> [Prompt 1]: Reproduce the portion of the Sirius Minerals commentary starting with "Remember compounding and" and going on through "shares at all.".
> [Prompt 2]:
Answer these questions from the Sirius Minerals commentary:
(a) What is the current share price given?
(b) Who is named as repeatedly stressing the importance of not losing money?
(c) When does the writer think a better entry point may occur?

> [Source passage]:
== Segment start ==

A lot could still go wrong with Sirius Minerals. I maintain my long-held view a better entry point may occur after the construction project is largely complete and when production looks within grasp.
Meanwhile, I punched out an article earlier in the month explaining why the funding risk appears to be reducing by degrees. However, the stock still carries a lot of risk for shareholders because of the uncertainties around the execution of the construction project, in my view.
It wouldn’t surprise me to see the share price at a fraction of the current level of 15p before the first customer receives the first bag of polyhalite product.
Remember compounding and not to lose money
I reckon it’s really important for investors not to permanently lose money. Indeed, Warren Buffett and others keep banging on about it. And the trouble with speculative ‘investments’ is they often take out your invested capital even if the underlying enterprise eventually succeeds. If you’re investing for retirement, it could be unwise to take punts on speculative shares at all.

== Segment end ==

> [Source material]:
== Segment start ==

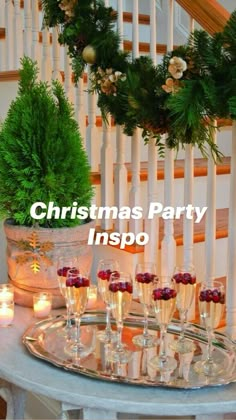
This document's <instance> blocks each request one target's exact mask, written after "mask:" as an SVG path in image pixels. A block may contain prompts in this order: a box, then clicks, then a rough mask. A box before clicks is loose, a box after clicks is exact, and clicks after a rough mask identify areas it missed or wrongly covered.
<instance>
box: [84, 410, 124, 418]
mask: <svg viewBox="0 0 236 420" xmlns="http://www.w3.org/2000/svg"><path fill="white" fill-rule="evenodd" d="M101 419H102V420H117V413H116V412H115V411H109V410H100V409H98V408H84V409H83V420H101Z"/></svg>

== Segment end ==

> [Solution 1]:
Remember compounding and not to lose money
I reckon it’s really important for investors not to permanently lose money. Indeed, Warren Buffett and others keep banging on about it. And the trouble with speculative ‘investments’ is they often take out your invested capital even if the underlying enterprise eventually succeeds. If you’re investing for retirement, it could be unwise to take punts on speculative shares at all.

> [Solution 2]:
(a) 15p.
(b) Warren Buffett, along with others.
(c) After the construction project is largely complete and when production looks within grasp.